» Stated task: Rewrite each of the records below with every "Target" changed to "Object" and all other text left unchanged.

--- begin Records for processing ---

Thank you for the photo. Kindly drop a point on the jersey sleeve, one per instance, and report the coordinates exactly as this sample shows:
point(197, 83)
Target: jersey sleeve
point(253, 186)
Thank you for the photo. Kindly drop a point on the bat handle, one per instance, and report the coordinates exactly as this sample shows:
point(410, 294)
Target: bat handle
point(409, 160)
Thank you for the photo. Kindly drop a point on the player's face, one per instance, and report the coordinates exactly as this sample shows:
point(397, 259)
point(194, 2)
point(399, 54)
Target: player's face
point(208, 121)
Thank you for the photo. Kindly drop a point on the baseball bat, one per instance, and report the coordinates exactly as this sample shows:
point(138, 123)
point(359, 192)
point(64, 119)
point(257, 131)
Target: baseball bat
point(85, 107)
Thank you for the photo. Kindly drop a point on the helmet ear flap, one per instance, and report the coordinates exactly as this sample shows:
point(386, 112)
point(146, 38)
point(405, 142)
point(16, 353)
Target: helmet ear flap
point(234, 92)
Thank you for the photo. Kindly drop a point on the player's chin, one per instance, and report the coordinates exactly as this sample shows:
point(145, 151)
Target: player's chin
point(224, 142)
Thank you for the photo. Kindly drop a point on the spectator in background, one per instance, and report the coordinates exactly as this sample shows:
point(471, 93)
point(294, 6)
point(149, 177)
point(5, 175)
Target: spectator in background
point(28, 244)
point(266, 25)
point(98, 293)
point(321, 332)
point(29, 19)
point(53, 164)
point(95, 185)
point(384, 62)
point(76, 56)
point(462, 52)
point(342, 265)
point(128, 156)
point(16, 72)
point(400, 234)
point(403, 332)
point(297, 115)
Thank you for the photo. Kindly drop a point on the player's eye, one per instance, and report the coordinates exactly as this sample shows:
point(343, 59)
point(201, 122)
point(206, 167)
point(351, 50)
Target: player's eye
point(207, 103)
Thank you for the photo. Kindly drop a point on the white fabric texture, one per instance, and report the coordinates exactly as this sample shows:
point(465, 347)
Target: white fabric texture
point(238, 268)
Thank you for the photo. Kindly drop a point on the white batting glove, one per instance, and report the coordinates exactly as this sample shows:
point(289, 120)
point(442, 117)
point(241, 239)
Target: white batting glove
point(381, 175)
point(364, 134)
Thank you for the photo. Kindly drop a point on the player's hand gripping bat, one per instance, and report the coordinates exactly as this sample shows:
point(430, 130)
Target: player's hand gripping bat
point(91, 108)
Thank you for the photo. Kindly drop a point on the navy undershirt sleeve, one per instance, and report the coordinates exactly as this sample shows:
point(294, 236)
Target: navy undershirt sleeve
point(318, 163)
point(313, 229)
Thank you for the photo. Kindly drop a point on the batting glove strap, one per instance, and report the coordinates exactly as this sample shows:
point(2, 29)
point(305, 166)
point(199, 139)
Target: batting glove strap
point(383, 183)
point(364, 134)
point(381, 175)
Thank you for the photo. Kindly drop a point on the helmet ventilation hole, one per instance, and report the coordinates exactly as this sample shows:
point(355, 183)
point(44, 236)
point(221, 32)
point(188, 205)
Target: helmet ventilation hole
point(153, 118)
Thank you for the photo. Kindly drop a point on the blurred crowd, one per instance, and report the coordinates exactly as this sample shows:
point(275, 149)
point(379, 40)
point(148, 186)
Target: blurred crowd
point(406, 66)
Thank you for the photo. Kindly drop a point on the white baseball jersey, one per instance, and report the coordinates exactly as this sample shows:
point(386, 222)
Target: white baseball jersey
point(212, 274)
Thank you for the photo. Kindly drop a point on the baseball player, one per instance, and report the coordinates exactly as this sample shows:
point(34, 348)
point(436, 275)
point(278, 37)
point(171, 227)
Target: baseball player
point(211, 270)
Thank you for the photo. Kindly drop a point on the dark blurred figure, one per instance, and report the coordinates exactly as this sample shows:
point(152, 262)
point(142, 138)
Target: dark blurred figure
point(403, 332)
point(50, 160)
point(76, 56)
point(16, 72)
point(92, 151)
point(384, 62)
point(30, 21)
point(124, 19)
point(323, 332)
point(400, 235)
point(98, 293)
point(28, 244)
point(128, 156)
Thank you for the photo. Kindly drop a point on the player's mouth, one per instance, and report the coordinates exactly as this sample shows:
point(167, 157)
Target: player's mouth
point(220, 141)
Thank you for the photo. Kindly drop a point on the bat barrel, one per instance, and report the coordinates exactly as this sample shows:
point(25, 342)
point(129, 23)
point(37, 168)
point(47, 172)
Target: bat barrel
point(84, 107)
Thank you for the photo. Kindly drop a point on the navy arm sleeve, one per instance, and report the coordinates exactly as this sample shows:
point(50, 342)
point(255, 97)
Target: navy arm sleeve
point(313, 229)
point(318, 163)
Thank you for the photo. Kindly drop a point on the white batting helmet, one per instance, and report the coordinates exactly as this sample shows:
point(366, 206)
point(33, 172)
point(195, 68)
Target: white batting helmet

--- end Records for processing ---

» Problem solution:
Thank you for the photo. Kindly drop a point on the jersey sleeve, one per instance, and report the coordinates exactly as this sample shows:
point(197, 83)
Object: jersey sleeve
point(253, 186)
Thank you for the photo. Kindly drop a point on the bat handle, one per instance, and report the coordinates exactly as this sample shows:
point(410, 294)
Object: bat handle
point(409, 160)
Thank you for the photo. Kindly drop a point on the player's face, one per instance, and report the coordinates exactly as this sample shows:
point(397, 259)
point(194, 2)
point(399, 54)
Object: player's face
point(208, 121)
Thank you for the photo. Kindly drop a point on the baseball bat, one per instance, and report the coordinates exactly as this sample shows:
point(138, 123)
point(359, 192)
point(64, 119)
point(257, 131)
Object: baseball bat
point(85, 107)
Thank you for the photo. Kindly drop a point on the helmet ear flap, one per instance, and report the coordinates exactly as this sample shows:
point(386, 112)
point(146, 38)
point(405, 142)
point(16, 353)
Object: helmet ear flap
point(234, 92)
Thank you for the photo. Kindly drop a point on the player's chin, one per instance, and report the coordinates exactly as this sample shows:
point(145, 151)
Object: player's chin
point(224, 142)
Thank you for the photo. Kindly drop a point on the spectator in background, one per instance, and report the coordinates exactly as this sample shows:
point(471, 93)
point(294, 6)
point(149, 177)
point(5, 175)
Object: spectator in background
point(28, 244)
point(266, 25)
point(98, 293)
point(321, 332)
point(29, 19)
point(53, 164)
point(95, 185)
point(384, 62)
point(76, 56)
point(462, 52)
point(342, 265)
point(128, 156)
point(16, 72)
point(400, 234)
point(403, 332)
point(297, 115)
Thank you for the photo. Kindly drop a point on the player's eye, one per instance, and report the coordinates exactly as this sample shows:
point(343, 59)
point(201, 122)
point(206, 167)
point(351, 50)
Object: player's eye
point(207, 103)
Thank you for the photo. Kindly drop a point on the white fabric texture, one per instance, and report the coordinates exactly as this sample shows:
point(465, 347)
Object: white fabric texture
point(238, 268)
Thank you for the photo. Kindly drop a point on the white batting glove, one per instance, and report the coordinates exactly as this sample shows:
point(289, 120)
point(442, 117)
point(241, 239)
Object: white batting glove
point(381, 175)
point(364, 134)
Thank you for the photo. Kindly drop a point on the player's hand gripping bat, one per instance, and report the coordinates exactly as this sample shows:
point(430, 130)
Object: player's hand gripping bat
point(91, 108)
Thank you for the photo. Kindly drop a point on the navy undershirt sleeve, one per instance, and report the coordinates exactly as this sample shows:
point(294, 236)
Object: navy undershirt sleeve
point(318, 163)
point(313, 229)
Thank you for the photo. Kindly drop a point on the batting glove strap, one per instance, and report the coordinates exactly as this sample shows:
point(2, 29)
point(305, 166)
point(199, 139)
Object: batting glove strap
point(383, 183)
point(364, 134)
point(381, 175)
Thank you for the photo. Kindly drop a point on the helmet ventilation hole, one per instance, and report the coordinates exactly as this sample shows:
point(355, 183)
point(44, 236)
point(221, 32)
point(188, 205)
Object: helmet ventilation hole
point(153, 118)
Thank you for the photo. Kindly drop a point on the blurred crowd, one per instance, and report the coordinates exactly as this sample shows:
point(275, 149)
point(379, 40)
point(148, 186)
Object: blurred crowd
point(406, 66)
Thank you for the photo. Kindly drop a point on the white baseball jersey, one per instance, and report the coordinates exactly as this sample shows:
point(386, 222)
Object: white baseball jersey
point(212, 274)
Thank you for the photo. Kindly drop a point on the baseball player, one per instance, and report the coordinates exactly as this sample shows:
point(34, 348)
point(436, 275)
point(278, 37)
point(171, 227)
Object: baseball player
point(211, 270)
Thank you for the photo. Kindly drop a point on the dark blurred figure, one per instance, and report the coordinates exactly as this sample shows:
point(152, 262)
point(142, 138)
Object: dark blurred figure
point(403, 332)
point(50, 160)
point(76, 56)
point(16, 72)
point(92, 151)
point(384, 62)
point(30, 21)
point(124, 19)
point(323, 332)
point(400, 235)
point(98, 293)
point(28, 244)
point(128, 156)
Thank you for the photo. Kindly drop a point on the player's mouth, one per instance, and report the coordinates exactly as this sample shows:
point(167, 157)
Object: player's mouth
point(220, 141)
Thank you for the photo. Kindly drop a point on the bat barrel, one per instance, and report the coordinates exactly as this sample shows:
point(25, 342)
point(129, 23)
point(37, 168)
point(47, 172)
Object: bat barrel
point(84, 107)
Thank you for the photo. Kindly drop a point on the navy arm sleeve, one per instance, and report the coordinates exactly as this sample shows:
point(50, 342)
point(255, 97)
Object: navy arm sleeve
point(313, 229)
point(318, 163)
Thank you for the photo. Kindly drop a point on the white batting helmet, one per instance, and report the coordinates exactly as this sample shows:
point(366, 206)
point(33, 172)
point(195, 68)
Object: white batting helmet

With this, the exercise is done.